## EXERCÍCIO PROPOSTO 1
De acordo com o texto sobre o Antropoceno, em que ano tudo o que a humanidade construiu superou pela primeira vez a massa de todos os seres vivos?
## EXERCÍCIO PROPOSTO 2
Reproduza, sem alterações, todo o texto sobre o Antropoceno desde "Além dos efeitos" até "um estudo publicado na Nature.".
## EXERCÍCIO PROPOSTO 3
Prossiga o texto sobre o Antropoceno e o livro de Tatiana Roque a partir do ponto em que ele termina.

## TRECHO DO TEXTO
Os cerca de 300 mil anos que o Homo sapiens tem de história parecem irrisórios diante dos 4,54 bilhões de anos de existência da Terra. Mas as alterações ambientais provocadas pelos humanos, em especial no último século, foram tão significativas que especialistas passaram a chamar a atual era geológica de Antropoceno — do grego anthropos, que significa humano, e kainos, que quer dizer novo.

Além dos efeitos na atmosfera, com emissões de gases que contribuem para o aquecimento global, alteramos a biomassa do planeta: em 2020, tudo o que foi construído pela humanidade (sem contar o lixo) superou pela primeira vez a massa de todos os seres vivos, segundo um estudo publicado na Nature.

Todo esse impacto é sentido diretamente no clima, que hoje se tornou um problema econômico, político e social. A situação tem se tornado tão crítica que há quem já busque alternativas fora da Terra. “Há quem sugira ir para Marte. De verdade, não é brincadeira”, escreve a matemática Tatiana Roque, professora de história das ciências e filosofia na Universidade Federal do Rio de Janeiro (UFRJ), em O dia em que voltamos de Marte. Lançado no fim de 2021 pela editora Planeta, o livro traça a história de quatro séculos de ciência, relacionando-a a questões políticas, filosóficas e sociais.

## DADOS FORNECIDOS
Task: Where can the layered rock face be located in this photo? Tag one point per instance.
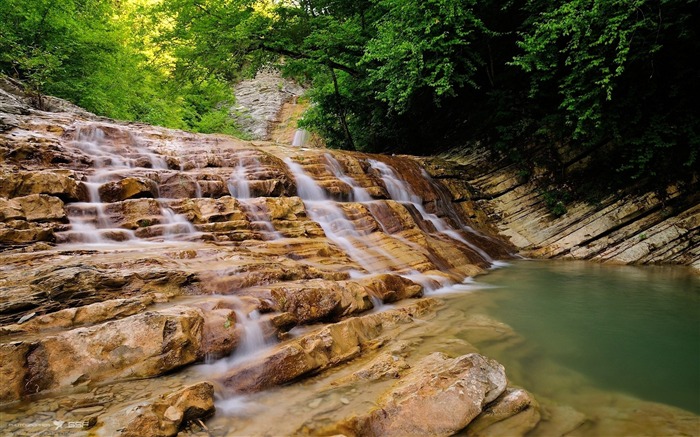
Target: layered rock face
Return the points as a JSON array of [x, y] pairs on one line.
[[633, 229], [132, 252]]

## RESPOSTA DA TAREFA 1
Em 2020.

## RESPOSTA DA TAREFA 2
Além dos efeitos na atmosfera, com emissões de gases que contribuem para o aquecimento global, alteramos a biomassa do planeta: em 2020, tudo o que foi construído pela humanidade (sem contar o lixo) superou pela primeira vez a massa de todos os seres vivos, segundo um estudo publicado na Nature.

## RESPOSTA DA TAREFA 3
Trata-se de uma jornada em detalhes sobre os avanços tecnológicos, as disputas em torno de paradigmas científicos, a consolidação da figura do cientista e a aplicação da ciência na vida prática — tudo para provocar o leitor a tirar os olhos do espaço e fincar os pés no chão. “Vejo essas expedições de alguns bilionários para a Lua, para o espaço sideral, como um prenúncio de que existe uma tendência a se buscar soluções para esses problemas fora da Terra”, afirma Roque, em entrevista a GALILEU. “Mas as soluções precisam ser buscadas não em outros planetas, e sim aqui mesmo.” A seguir, ela fala sobre as perspectivas para enfrentar os atuais desafios.

Logo no começo do livro, você diz que vai trazer pistas para a gente voltar a acreditar na vida na Terra, mas temos vários exemplos bastante pessimistas. Quais você considera os principais indícios de que nosso futuro talvez não seja tão assustador?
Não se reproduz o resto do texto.